:: RECORDS SHOWN ::

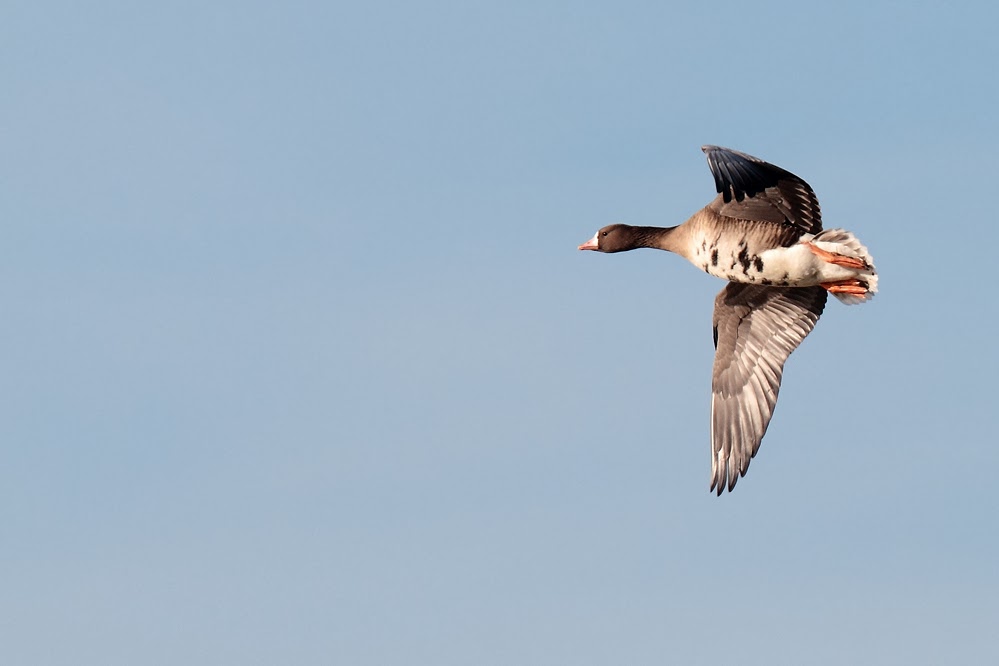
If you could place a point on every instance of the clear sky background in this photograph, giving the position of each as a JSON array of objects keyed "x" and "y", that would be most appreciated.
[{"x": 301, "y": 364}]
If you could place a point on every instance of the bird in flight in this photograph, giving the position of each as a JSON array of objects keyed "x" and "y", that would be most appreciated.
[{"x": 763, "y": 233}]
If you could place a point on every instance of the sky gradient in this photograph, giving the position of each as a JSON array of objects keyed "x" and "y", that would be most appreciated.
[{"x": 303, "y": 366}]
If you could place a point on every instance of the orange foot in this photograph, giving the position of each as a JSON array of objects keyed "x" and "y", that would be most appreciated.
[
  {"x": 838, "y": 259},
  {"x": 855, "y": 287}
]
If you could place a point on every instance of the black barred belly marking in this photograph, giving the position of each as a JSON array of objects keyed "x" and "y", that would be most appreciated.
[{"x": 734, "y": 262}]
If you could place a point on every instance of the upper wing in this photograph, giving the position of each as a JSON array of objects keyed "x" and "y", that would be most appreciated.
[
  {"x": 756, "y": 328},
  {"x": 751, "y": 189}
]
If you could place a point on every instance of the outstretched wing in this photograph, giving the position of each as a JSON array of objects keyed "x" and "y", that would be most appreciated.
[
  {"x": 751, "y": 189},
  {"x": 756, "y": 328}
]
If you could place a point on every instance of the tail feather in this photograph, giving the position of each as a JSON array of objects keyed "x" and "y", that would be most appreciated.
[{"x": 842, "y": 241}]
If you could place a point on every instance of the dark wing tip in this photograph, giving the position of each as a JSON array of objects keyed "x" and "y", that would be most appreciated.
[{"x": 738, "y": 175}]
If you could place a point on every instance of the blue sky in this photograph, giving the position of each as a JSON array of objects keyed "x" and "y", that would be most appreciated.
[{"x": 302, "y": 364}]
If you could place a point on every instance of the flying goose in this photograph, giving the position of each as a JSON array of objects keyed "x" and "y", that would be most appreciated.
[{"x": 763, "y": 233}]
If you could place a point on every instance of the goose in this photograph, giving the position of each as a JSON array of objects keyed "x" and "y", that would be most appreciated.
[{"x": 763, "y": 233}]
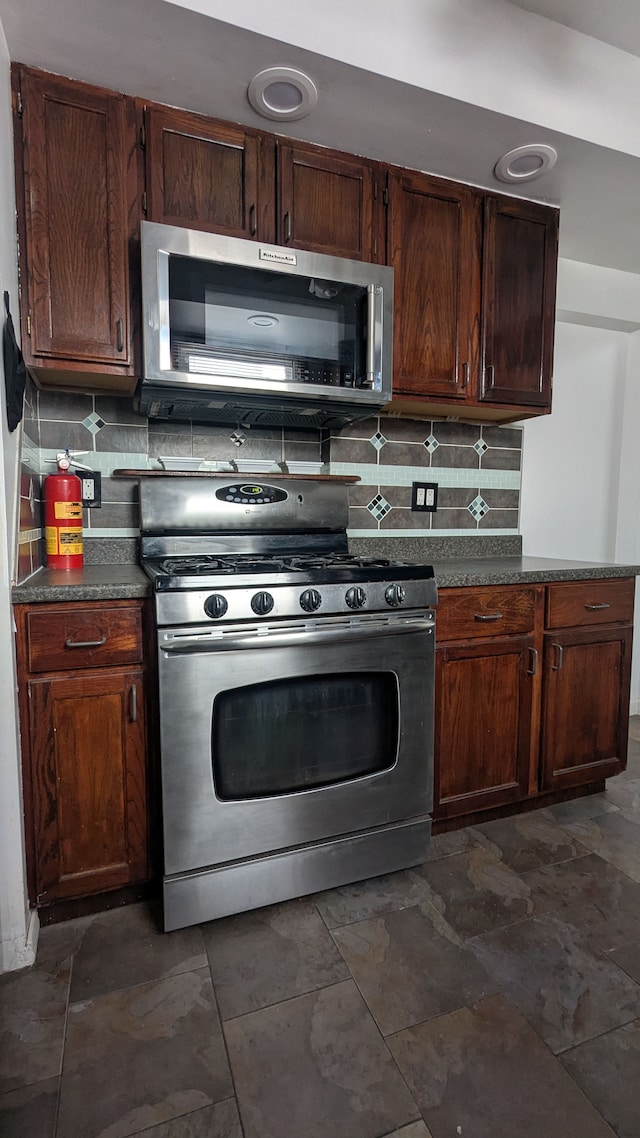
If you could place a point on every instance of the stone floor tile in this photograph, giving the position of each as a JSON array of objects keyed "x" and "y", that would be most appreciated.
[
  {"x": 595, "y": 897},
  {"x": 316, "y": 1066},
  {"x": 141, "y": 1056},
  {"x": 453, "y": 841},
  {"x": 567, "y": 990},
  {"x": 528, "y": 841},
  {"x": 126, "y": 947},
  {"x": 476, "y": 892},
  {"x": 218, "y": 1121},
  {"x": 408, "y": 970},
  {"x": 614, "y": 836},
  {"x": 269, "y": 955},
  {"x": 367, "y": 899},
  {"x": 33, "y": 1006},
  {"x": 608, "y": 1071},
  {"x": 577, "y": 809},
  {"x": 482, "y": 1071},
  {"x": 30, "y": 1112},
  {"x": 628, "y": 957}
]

:::

Pictures are to be left out. Everything else in the records above gets repeated exactly.

If you could place a point on every instance of the clear sky background in this photograph, giving the position of each as a JSON array of objects keyed "x" and "y", that would be most appreciated.
[{"x": 301, "y": 364}]
If you could place a point on every instance of the bird in flight in this photograph, giving the position of each as a JSON array of objects keyed "x" and "y", that would be most appreciated.
[{"x": 763, "y": 233}]
If you could place a point on every instance of the sky gradient in this photograph, giving the position of each as a JSON array of objects keyed "x" and "y", that would be most appreciated.
[{"x": 303, "y": 366}]
If you could place a point on every instance of the orange foot in this photograph, giving the position of each as a JSON array of objects keyed "x" and "y", that would be most appreciated.
[
  {"x": 838, "y": 259},
  {"x": 855, "y": 287}
]
If you could place a point on every instance of the black barred belly marking in this photograph, giving the position of each as a JSON array of objects keyed "x" and "y", that would be most appreciated.
[{"x": 734, "y": 262}]
If you could place a point on every instance of the upper wing in this photograph, giving the position of each as a JSON array of objects keyed "x" and "y", that would be most appreciated.
[
  {"x": 756, "y": 328},
  {"x": 751, "y": 189}
]
If you could place a point on every instance of the outstretched wing in this photograph, giving the position of each as a JSON array of objects keyed "x" and "y", that would be most appreciated.
[
  {"x": 751, "y": 189},
  {"x": 756, "y": 328}
]
If you could place a point on every instance of the tail feather in this photograph, giving the position of each as a JSON array of objects keyed "x" and "y", that would be most appreciated.
[{"x": 842, "y": 241}]
If you could place a point on every instance of the dark wing tip in this photograph, giving the position of each as a JSON array of objects keyed "x" and "y", that would be most appreciated.
[{"x": 738, "y": 175}]
If you could place a point on every instance of the blue sky in this photograph, giving the position of each as a JSON array of objects keyed "x" and "y", that would be most appreciated.
[{"x": 302, "y": 364}]
If you could place a point on every instance of the flying goose in this photograph, giving the position of each as a JSON array of objects keyed "x" and "y", that would be most appreciated.
[{"x": 763, "y": 233}]
If you could place a point on every instance of the goose in this photograph, giving the position of each as a JSON array of objects keyed "x" and "y", that would be most appreciated.
[{"x": 763, "y": 233}]
If you could place a point on every instance of the stone floor tile in this photograph, giving the position of each as a JSON array of objects keyed "x" and "y", that would be most appreciated.
[
  {"x": 595, "y": 897},
  {"x": 316, "y": 1066},
  {"x": 141, "y": 1056},
  {"x": 453, "y": 841},
  {"x": 567, "y": 990},
  {"x": 528, "y": 841},
  {"x": 126, "y": 947},
  {"x": 476, "y": 892},
  {"x": 218, "y": 1121},
  {"x": 408, "y": 970},
  {"x": 614, "y": 836},
  {"x": 269, "y": 955},
  {"x": 367, "y": 899},
  {"x": 33, "y": 1006},
  {"x": 608, "y": 1071},
  {"x": 577, "y": 809},
  {"x": 482, "y": 1071},
  {"x": 30, "y": 1112},
  {"x": 628, "y": 957}
]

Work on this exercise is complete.